Dataset entries:
= = = =

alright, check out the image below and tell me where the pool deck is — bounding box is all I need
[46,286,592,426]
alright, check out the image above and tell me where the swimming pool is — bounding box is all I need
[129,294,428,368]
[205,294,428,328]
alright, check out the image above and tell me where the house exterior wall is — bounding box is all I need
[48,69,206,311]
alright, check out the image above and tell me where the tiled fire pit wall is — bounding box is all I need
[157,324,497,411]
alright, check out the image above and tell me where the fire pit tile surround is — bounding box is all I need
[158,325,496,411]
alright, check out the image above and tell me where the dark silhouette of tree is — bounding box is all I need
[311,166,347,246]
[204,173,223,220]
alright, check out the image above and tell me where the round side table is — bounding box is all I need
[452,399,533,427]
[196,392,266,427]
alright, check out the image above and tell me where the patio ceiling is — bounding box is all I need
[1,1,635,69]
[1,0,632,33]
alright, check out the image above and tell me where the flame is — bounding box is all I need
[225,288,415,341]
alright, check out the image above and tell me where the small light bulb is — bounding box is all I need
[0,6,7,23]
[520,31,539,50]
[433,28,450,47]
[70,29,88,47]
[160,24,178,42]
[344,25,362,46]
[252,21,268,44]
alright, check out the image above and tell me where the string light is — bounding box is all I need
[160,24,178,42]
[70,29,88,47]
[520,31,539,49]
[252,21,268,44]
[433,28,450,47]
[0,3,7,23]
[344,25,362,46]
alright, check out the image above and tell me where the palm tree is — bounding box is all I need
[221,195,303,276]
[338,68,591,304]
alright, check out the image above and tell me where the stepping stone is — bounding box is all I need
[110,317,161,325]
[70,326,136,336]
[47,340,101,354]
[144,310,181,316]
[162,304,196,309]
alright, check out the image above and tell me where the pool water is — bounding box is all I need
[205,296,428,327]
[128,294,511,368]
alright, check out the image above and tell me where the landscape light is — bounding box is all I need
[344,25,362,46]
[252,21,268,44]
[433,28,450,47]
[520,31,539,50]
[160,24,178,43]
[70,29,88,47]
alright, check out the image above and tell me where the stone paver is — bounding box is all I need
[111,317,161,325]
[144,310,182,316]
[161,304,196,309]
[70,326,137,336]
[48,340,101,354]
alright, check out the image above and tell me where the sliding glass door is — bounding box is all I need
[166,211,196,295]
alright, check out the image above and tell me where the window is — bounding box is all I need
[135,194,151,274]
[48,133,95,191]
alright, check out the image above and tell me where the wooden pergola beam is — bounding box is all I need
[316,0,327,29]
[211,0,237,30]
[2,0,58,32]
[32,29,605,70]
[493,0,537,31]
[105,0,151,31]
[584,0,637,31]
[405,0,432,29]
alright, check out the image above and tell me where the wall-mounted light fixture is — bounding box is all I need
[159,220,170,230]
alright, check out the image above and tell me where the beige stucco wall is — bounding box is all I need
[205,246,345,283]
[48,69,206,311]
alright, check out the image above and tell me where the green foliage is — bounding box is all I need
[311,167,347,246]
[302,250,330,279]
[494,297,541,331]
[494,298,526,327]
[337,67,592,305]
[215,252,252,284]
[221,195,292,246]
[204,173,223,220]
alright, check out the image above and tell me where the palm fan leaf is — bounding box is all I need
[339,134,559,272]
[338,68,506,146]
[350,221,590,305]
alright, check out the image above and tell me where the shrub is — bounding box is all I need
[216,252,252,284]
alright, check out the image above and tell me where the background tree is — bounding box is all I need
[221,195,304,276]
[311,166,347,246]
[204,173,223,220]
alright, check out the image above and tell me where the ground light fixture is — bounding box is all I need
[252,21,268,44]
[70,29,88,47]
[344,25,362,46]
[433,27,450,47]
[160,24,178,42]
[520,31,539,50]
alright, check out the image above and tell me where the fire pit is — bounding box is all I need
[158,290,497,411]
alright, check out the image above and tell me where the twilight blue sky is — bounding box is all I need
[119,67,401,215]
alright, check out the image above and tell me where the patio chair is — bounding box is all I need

= = = =

Each record must be printed again, word for word, with nothing dropped.

alright, check out the image below and tell me where the pool deck is — bounding box is all I need
[46,286,592,426]
alright, check out the image above and tell me where the swimming pool is — bounding box is all I need
[129,294,428,368]
[205,294,428,328]
alright, check out the image above and tell me where the house exterior wall is — bounding box is all I need
[48,69,206,311]
alright, check out the image above and tell me where the tiled fire pit wall is — bounding box is all I need
[157,324,497,411]
alright, check out the image above and tell me where the fire pit tile surround is — bounding box is all I need
[158,325,496,411]
alright, check out the image above and tell me where the dark silhouette of tree is — bounding box is all I need
[311,166,347,246]
[204,173,223,220]
alright, check out the image above and tell me where the round side table is — bounding box is all I need
[452,399,533,427]
[196,392,266,427]
alright, check out the image above and tell me where the patio ceiling is — bounding box is all I need
[1,1,635,69]
[1,0,632,33]
alright, check out the image above and tell me where the flame is — bounding box is all I need
[225,288,415,341]
alright, check out the image above and tell me where the small light bulb is — bounding box is all I need
[0,6,7,23]
[520,31,539,50]
[433,28,450,47]
[70,29,88,47]
[160,24,178,42]
[344,25,362,46]
[252,21,268,44]
alright, check out the image above and tell me where the string light is — bounding box is all I need
[160,24,178,42]
[70,29,88,47]
[520,31,539,49]
[252,21,268,44]
[433,28,450,47]
[0,3,7,23]
[344,25,362,46]
alright, check out the image above and tell me where the palm tree is — bounding box is all I need
[221,195,303,276]
[338,68,591,304]
alright, check out the image above and tell me where the stepping stone is — bounding box is all I need
[110,317,161,325]
[70,326,136,336]
[47,340,101,354]
[144,310,181,316]
[162,304,196,309]
alright, check out the image above and tell me where the pool water is — bounding box is all I need
[205,296,428,327]
[128,294,511,368]
alright, check out the image above and tell me where the landscape light is — bounding box is all I need
[344,25,362,46]
[252,21,268,44]
[433,28,450,47]
[520,31,539,50]
[160,24,178,43]
[70,29,88,47]
alright, check out the image above and tell me where the stone paver is — bounding box is all I need
[111,317,161,325]
[144,310,182,316]
[161,304,196,309]
[70,326,137,336]
[48,340,101,354]
alright, check out the image above and tell me where the sliding glass door is — bounding box is all I need
[166,211,196,295]
alright, check out the image above and tell me where the window is — bounding box is all I need
[135,194,151,274]
[48,133,95,191]
alright, check out the image above and tell me where the wooden pergola beam is — bounding box is all I need
[316,0,327,29]
[211,0,237,30]
[2,0,58,32]
[32,29,605,70]
[493,0,537,31]
[105,0,151,31]
[584,0,637,31]
[405,0,432,29]
alright, check out the image above and tell me where the wall-mounted light fixture is — bounding box is all I need
[159,220,170,230]
alright, check out the image above and tell me where the beige stucco wall is — bounding box is all I need
[205,246,345,283]
[48,69,206,311]
alright, check out the image above and tell me where the green foliage is — bounding box is all I need
[311,167,347,246]
[302,250,330,279]
[494,297,541,331]
[494,298,526,327]
[337,67,592,305]
[215,252,252,284]
[221,195,292,246]
[204,173,223,220]
alright, check out the image above and tell me where the palm fan leaf is — bounding box is all I need
[339,134,559,272]
[338,68,506,146]
[350,221,590,305]
alright, check out the image above and tell me where the shrub is — bounding box is all I need
[216,252,252,284]
alright, check out the image above and tell me where the background tree is — bounding box is all I need
[221,195,304,276]
[311,166,347,246]
[204,173,223,220]
alright, check out the image above and tell me where the ground light fixture is — bounding box is all I need
[252,21,268,44]
[70,29,88,47]
[344,25,362,46]
[433,27,450,47]
[160,24,178,42]
[520,31,539,50]
alright, check out the image above and tell me where the fire pit is — bounding box is all I need
[158,290,497,411]
alright, check out the image above and tell me where the twilight blue sky is — bounding box is all I need
[119,67,401,215]
alright, check out the image above and tell me where the patio chair is — bounding box is all I need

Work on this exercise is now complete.